- **DIRECTIONS FOR THIS TASK**
Copy the listing below word for word, starting with the line that contains "Point out the camera lens on" and going on through the line that contains "<point>672,396</point>".

- **DATA FOR THIS EXERCISE**
□ □ □ □ □ □ □
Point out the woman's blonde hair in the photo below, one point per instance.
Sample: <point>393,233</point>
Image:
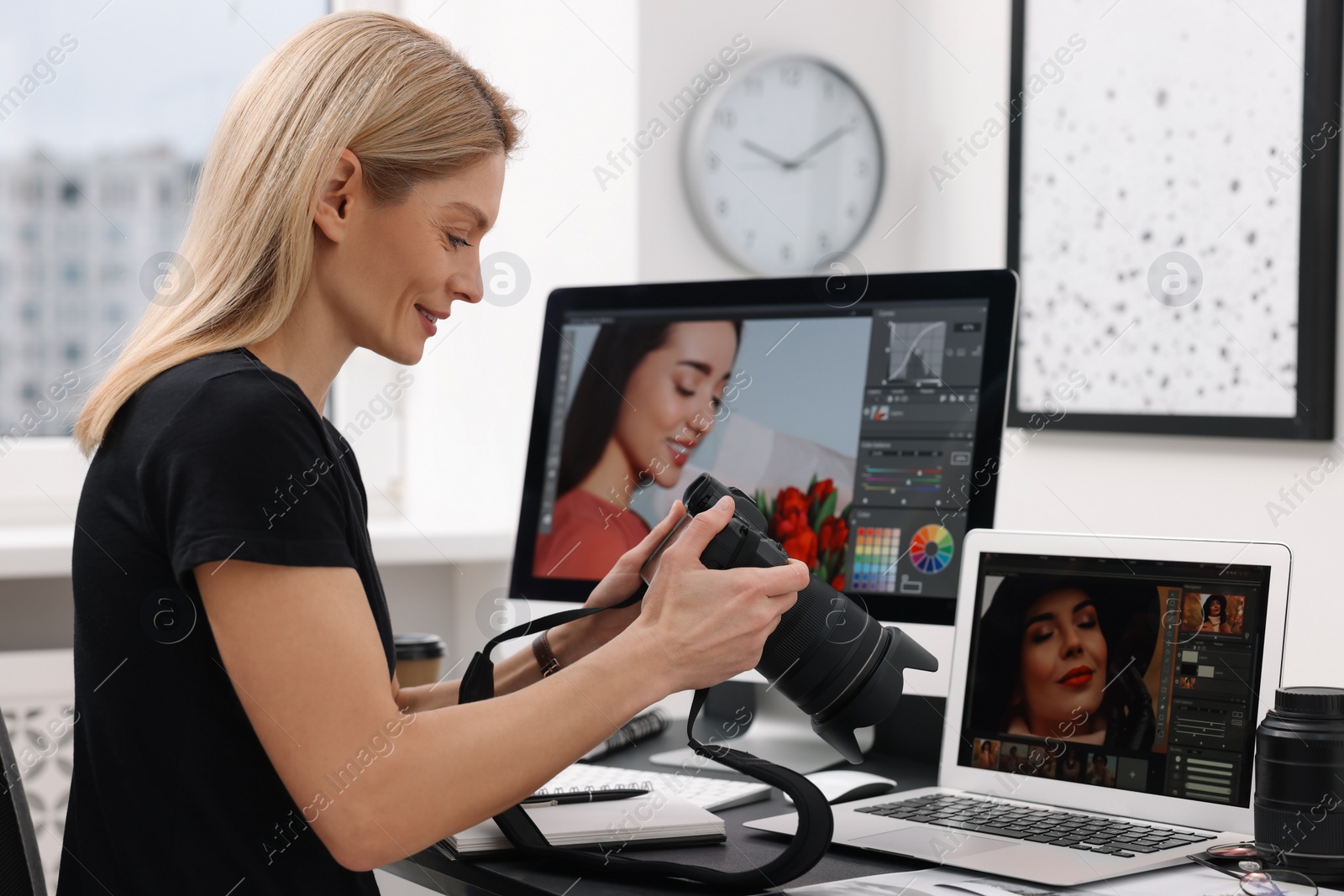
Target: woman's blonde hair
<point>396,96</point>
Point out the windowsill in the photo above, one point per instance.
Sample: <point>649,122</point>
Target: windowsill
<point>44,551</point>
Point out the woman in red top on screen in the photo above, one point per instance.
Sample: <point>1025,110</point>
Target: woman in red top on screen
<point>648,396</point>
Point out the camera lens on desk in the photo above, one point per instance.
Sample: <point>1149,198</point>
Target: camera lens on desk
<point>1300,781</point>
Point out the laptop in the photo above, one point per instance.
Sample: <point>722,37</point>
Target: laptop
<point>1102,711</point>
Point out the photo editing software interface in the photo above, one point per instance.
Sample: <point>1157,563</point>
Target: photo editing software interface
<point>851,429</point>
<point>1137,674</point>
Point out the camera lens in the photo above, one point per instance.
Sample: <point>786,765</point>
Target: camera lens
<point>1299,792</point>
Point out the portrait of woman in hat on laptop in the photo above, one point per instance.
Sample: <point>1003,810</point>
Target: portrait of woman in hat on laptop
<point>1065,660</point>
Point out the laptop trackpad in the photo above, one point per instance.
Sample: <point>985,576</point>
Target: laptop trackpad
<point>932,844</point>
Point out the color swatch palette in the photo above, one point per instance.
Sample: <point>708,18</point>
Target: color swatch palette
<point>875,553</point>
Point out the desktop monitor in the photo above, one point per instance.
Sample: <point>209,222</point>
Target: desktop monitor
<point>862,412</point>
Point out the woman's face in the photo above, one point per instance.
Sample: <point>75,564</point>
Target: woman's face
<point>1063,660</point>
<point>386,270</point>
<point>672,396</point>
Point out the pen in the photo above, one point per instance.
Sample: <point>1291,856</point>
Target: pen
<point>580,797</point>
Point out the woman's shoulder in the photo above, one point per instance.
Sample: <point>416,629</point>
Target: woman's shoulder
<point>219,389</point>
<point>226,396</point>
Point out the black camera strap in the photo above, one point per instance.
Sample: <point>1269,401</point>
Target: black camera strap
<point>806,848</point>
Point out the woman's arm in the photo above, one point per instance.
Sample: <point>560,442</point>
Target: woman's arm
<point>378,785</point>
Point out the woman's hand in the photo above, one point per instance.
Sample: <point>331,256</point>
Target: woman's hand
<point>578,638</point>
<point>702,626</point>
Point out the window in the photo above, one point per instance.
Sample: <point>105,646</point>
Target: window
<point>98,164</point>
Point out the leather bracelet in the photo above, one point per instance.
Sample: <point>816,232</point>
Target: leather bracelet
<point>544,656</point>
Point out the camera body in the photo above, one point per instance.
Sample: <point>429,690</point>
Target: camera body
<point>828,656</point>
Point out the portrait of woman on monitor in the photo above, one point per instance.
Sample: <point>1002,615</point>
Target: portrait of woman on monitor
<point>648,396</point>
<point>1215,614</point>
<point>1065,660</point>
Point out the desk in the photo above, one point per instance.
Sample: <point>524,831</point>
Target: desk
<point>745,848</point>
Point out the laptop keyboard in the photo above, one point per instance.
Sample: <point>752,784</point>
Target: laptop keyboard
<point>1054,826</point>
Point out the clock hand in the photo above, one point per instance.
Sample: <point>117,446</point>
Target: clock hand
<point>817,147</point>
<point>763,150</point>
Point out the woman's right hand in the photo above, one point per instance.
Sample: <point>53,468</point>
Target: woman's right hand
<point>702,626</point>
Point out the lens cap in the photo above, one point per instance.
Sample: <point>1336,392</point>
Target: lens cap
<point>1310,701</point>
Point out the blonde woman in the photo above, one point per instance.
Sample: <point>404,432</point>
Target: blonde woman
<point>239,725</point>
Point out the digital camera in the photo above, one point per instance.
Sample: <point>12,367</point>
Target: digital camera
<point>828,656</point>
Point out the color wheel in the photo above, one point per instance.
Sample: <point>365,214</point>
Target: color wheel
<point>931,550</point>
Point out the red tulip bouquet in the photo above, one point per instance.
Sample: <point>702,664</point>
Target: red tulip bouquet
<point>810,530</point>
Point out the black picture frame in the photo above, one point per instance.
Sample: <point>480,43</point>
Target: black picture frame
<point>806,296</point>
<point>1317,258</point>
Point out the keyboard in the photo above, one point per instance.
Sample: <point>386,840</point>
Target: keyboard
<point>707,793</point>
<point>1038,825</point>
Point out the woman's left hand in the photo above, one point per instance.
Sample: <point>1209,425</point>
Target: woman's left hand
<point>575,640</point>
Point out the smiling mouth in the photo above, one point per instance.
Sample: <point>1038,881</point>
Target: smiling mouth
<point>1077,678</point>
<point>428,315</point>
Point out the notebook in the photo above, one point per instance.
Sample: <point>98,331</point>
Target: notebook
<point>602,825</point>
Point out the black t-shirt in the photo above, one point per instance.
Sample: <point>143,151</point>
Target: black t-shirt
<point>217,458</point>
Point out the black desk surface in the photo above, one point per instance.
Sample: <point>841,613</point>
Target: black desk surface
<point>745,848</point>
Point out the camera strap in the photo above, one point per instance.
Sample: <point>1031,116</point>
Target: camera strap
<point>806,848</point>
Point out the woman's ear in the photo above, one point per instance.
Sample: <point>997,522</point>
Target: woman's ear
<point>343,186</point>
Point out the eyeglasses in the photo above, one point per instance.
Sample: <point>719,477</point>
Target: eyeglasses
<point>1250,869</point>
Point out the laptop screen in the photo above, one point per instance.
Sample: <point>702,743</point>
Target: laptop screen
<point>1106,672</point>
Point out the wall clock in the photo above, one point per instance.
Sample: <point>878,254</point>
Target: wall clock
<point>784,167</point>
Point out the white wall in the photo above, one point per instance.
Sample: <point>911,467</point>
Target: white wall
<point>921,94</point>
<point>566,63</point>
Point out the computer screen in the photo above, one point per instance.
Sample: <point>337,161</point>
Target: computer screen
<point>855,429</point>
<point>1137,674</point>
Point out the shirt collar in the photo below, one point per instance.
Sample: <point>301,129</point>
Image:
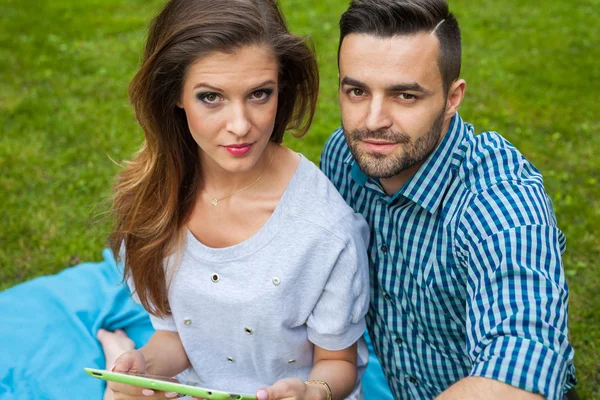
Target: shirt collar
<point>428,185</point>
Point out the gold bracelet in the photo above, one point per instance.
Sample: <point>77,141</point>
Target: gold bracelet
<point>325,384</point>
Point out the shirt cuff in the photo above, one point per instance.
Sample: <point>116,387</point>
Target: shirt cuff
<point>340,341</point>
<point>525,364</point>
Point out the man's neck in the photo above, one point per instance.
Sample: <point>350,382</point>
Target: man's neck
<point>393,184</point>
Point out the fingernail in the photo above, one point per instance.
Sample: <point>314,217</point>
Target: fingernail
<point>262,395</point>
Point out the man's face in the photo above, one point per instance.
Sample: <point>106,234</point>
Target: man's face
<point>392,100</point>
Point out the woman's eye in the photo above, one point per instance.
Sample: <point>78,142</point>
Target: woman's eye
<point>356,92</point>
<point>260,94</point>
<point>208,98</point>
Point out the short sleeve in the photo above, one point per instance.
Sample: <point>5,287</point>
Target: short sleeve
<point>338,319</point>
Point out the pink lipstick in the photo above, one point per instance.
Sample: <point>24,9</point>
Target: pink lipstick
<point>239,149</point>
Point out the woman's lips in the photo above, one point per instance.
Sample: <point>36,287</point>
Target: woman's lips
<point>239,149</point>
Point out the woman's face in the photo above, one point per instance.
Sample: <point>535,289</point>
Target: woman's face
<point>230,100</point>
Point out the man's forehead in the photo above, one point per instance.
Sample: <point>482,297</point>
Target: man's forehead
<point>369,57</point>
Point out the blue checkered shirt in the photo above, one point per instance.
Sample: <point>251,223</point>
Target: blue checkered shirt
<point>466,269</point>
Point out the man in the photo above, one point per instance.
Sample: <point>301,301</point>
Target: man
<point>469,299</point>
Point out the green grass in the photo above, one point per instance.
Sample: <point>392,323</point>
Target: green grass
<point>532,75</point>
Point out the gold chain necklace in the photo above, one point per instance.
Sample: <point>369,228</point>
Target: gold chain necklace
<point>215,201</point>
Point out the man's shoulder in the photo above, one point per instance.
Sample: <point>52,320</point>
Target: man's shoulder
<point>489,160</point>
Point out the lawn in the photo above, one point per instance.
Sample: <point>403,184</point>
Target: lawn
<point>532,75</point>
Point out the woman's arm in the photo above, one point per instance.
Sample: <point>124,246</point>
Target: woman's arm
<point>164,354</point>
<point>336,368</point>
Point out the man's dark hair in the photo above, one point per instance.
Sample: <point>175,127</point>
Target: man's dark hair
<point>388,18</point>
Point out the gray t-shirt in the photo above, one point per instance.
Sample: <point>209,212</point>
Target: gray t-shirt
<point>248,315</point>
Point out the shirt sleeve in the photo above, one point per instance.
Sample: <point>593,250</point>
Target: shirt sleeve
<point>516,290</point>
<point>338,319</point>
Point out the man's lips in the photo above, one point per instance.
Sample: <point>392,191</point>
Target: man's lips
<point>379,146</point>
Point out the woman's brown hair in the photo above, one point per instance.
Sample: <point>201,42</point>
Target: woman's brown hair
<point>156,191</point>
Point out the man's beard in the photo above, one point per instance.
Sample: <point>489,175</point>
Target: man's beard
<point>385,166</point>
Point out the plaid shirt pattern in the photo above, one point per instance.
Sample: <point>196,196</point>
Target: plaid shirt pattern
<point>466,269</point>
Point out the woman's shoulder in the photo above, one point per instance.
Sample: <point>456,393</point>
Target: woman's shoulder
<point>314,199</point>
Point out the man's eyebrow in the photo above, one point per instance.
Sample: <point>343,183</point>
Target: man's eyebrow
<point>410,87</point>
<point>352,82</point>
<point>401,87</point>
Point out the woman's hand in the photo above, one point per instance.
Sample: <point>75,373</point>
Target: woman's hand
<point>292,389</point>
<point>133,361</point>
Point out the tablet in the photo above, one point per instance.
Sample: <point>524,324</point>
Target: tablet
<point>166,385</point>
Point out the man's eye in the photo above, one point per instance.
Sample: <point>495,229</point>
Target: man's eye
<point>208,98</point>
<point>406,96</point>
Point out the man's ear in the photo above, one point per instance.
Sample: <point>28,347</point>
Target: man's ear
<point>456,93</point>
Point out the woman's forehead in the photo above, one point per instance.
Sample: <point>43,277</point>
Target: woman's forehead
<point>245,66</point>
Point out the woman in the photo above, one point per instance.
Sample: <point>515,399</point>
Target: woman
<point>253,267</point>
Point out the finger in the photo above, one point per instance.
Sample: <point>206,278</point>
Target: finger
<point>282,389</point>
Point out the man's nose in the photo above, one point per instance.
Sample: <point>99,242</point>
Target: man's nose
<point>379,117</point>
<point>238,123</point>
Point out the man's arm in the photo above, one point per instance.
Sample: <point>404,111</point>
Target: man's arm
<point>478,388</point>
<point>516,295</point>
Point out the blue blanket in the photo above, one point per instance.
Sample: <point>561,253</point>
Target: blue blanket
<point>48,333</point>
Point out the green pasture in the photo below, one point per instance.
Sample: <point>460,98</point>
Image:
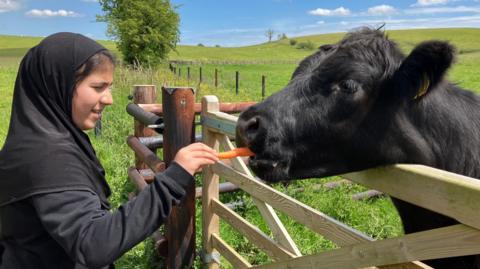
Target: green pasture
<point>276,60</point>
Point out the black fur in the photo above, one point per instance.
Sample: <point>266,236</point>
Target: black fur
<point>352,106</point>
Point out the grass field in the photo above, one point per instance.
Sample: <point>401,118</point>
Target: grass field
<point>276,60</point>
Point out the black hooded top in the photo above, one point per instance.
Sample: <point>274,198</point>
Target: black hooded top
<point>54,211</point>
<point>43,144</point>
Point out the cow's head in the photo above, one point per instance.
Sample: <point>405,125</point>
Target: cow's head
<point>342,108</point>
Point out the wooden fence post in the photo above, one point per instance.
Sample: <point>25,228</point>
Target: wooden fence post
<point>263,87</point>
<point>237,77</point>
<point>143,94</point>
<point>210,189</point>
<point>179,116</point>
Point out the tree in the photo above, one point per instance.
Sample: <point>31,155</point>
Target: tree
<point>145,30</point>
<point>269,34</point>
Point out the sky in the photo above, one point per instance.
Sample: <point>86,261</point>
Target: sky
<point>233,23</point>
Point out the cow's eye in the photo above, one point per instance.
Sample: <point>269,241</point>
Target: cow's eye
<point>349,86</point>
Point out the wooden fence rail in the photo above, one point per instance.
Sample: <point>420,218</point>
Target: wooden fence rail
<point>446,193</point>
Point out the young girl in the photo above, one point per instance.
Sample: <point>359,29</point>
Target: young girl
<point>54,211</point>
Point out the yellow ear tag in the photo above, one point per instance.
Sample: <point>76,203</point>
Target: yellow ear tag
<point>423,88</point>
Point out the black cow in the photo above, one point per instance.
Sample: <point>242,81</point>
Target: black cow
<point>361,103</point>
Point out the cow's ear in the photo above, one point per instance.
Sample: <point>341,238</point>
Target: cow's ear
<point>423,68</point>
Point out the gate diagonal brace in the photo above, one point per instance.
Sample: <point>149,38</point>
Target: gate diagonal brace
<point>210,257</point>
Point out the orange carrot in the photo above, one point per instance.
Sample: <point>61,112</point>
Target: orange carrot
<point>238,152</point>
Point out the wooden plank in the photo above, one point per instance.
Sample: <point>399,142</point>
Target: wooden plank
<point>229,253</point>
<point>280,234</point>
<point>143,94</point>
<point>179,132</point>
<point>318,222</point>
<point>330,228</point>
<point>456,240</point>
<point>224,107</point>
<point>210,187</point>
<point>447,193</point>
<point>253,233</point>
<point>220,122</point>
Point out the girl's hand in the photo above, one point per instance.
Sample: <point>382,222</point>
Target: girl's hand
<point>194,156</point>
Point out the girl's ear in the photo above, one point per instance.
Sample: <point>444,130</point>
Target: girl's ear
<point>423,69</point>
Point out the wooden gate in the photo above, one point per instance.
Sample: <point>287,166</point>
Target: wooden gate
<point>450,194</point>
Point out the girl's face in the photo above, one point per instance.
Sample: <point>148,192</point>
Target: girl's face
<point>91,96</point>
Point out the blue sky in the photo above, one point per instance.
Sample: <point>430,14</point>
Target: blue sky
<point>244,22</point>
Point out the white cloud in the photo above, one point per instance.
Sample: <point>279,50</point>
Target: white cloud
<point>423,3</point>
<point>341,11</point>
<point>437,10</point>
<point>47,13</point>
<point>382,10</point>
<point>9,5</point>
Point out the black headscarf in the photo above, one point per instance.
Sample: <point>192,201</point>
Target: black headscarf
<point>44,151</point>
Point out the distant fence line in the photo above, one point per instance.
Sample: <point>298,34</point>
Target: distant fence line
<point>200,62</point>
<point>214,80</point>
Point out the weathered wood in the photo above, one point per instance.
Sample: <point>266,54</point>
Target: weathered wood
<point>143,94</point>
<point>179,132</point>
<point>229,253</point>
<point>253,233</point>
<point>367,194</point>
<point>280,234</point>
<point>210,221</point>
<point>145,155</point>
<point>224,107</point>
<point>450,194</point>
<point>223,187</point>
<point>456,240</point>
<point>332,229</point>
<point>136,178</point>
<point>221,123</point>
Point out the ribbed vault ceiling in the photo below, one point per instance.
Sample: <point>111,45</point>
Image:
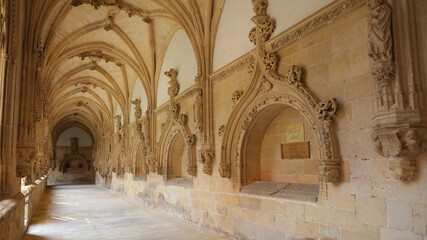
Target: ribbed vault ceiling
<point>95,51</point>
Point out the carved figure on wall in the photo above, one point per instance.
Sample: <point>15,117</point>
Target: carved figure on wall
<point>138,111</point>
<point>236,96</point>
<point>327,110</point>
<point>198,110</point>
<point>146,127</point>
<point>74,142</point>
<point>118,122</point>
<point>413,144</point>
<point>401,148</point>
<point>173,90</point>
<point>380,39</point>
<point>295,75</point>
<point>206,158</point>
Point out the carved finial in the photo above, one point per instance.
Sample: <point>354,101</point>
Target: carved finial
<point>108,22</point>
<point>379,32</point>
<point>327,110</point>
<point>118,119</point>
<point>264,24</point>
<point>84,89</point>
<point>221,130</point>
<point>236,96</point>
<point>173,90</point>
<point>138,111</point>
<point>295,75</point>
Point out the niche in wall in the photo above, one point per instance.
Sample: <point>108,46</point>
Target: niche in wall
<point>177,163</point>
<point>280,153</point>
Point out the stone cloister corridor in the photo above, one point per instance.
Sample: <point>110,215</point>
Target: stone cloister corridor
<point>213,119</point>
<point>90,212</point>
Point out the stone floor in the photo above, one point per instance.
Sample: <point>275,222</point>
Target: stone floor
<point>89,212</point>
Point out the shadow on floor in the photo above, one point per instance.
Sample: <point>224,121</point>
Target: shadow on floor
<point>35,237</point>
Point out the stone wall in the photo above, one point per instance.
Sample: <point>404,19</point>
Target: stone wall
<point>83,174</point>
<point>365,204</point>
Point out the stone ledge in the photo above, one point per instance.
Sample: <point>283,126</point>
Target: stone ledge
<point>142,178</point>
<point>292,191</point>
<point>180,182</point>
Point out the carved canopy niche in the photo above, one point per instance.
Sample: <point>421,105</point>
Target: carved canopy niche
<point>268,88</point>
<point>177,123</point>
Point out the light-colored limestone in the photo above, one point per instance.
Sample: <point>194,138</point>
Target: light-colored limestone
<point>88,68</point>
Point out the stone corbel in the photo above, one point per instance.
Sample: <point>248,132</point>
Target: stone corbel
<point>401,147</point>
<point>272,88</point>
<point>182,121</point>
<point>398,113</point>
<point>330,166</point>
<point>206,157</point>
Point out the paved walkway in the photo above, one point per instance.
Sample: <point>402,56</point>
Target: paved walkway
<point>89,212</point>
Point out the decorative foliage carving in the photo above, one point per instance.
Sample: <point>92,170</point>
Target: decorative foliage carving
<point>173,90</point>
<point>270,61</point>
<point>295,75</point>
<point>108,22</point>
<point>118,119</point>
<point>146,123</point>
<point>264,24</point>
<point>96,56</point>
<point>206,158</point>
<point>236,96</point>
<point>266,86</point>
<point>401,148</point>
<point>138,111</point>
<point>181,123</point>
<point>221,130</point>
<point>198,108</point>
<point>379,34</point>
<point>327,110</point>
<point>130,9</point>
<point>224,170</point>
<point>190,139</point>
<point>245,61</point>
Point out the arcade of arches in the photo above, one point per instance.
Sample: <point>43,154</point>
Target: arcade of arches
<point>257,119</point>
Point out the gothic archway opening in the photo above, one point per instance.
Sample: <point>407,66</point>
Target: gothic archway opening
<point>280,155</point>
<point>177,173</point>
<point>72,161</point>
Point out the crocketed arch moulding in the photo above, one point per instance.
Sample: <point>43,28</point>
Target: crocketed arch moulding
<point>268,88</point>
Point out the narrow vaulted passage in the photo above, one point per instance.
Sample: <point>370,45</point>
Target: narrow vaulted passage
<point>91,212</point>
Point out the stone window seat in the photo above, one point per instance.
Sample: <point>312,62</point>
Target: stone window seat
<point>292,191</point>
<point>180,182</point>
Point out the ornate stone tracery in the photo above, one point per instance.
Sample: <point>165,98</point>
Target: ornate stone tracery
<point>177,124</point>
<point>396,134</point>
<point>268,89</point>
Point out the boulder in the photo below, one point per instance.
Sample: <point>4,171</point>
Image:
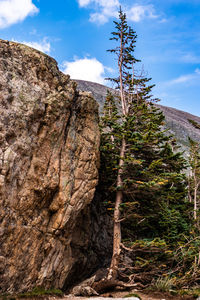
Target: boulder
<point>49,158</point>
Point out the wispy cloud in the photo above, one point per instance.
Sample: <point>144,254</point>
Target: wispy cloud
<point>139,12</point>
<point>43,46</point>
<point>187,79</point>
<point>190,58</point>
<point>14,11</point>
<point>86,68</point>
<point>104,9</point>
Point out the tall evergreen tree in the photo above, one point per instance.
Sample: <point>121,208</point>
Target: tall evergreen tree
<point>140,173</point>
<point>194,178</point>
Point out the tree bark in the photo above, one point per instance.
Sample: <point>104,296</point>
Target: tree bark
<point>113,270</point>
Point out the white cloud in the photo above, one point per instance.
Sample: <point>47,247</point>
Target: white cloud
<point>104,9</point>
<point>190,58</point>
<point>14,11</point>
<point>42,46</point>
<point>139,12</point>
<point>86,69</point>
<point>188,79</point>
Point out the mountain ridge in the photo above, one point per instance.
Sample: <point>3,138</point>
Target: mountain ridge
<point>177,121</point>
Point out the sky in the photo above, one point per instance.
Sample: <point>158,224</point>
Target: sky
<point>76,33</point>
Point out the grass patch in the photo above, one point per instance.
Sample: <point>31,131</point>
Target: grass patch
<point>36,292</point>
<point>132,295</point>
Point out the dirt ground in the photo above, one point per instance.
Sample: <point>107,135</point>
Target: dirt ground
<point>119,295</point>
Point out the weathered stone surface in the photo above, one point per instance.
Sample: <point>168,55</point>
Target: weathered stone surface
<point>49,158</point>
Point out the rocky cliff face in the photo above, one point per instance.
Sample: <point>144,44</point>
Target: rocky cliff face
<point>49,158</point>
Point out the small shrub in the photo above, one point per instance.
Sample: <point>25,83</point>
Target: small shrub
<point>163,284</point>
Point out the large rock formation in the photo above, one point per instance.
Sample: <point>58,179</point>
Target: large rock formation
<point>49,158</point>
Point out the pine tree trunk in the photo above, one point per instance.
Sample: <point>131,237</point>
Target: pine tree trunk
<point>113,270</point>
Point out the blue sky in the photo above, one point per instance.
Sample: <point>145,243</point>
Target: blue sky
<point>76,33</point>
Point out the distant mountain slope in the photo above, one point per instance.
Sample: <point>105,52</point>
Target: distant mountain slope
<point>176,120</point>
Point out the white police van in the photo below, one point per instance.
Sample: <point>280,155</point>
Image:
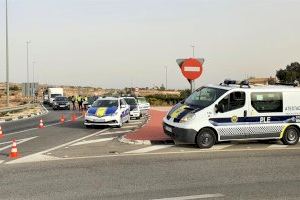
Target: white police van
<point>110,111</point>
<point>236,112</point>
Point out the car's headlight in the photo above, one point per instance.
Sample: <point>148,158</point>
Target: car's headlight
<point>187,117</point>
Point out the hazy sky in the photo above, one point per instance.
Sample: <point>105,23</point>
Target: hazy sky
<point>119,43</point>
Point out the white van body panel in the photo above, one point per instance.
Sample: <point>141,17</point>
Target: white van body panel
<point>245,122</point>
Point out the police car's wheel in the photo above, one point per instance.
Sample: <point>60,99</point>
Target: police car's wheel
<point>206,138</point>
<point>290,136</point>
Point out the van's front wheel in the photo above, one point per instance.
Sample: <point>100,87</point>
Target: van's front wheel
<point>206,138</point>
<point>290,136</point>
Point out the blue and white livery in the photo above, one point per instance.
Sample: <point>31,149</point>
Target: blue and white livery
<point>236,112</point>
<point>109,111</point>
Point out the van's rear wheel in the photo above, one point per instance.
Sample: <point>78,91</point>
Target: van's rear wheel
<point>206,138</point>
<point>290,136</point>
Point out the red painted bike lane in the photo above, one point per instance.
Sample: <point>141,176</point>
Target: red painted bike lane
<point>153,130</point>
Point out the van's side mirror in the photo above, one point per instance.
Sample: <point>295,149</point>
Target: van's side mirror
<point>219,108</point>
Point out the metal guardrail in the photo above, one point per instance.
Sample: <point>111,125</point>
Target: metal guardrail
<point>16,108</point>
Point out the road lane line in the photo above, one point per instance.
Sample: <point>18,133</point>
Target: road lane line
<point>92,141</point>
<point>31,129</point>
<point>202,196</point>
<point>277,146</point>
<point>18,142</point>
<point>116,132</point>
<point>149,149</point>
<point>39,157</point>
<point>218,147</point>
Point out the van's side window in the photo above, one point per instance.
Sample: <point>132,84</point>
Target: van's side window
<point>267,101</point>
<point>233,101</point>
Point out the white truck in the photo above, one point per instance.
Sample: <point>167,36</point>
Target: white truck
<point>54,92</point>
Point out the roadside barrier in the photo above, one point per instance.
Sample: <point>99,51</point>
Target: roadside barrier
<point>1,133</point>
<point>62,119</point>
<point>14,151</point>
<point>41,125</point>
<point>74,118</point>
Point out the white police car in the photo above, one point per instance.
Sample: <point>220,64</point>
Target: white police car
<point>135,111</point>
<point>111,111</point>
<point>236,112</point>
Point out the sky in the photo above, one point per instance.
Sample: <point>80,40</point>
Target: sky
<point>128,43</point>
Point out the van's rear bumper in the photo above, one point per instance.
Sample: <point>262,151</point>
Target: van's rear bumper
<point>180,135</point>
□ □ □ □ □ □ □
- **SOLUTION FOR THIS EXERCISE**
Point out the camera lens on desk in the photo above, one point per instance.
Sample: <point>1149,198</point>
Target: camera lens on desk
<point>1300,781</point>
Point out the laptop in the photo above, one point per instance.
Sample: <point>722,37</point>
Target: laptop
<point>1102,711</point>
Point out the photo editing software interface in the photo above, one point per instance.
Sample: <point>1157,563</point>
Target: photo editing software interface
<point>851,429</point>
<point>1137,674</point>
Point out the camera lens in the photo above, one point per instance.
Sample: <point>786,765</point>
Target: camera lens
<point>1299,792</point>
Point out the portrait of woman in hat on laptop in the photo above, one point per instance.
Sample: <point>1003,810</point>
Target: portrait of woman in hat on laptop
<point>1065,660</point>
Point out the laptop trackpad in the photo above, one point per instance.
Sample: <point>985,576</point>
Target: laptop trackpad
<point>932,844</point>
Point out the color swatch palette in the photo above, one point per instance.
Sample: <point>708,18</point>
Target: color swatch palette
<point>875,553</point>
Point out the desktop monitor in the photo above, one point per instance.
Sample: <point>209,222</point>
Target: desktop monitor
<point>862,412</point>
Point out the woman's face in the photo above, one point per instance.
Sample: <point>75,564</point>
Target: woman's face
<point>1063,660</point>
<point>386,270</point>
<point>672,396</point>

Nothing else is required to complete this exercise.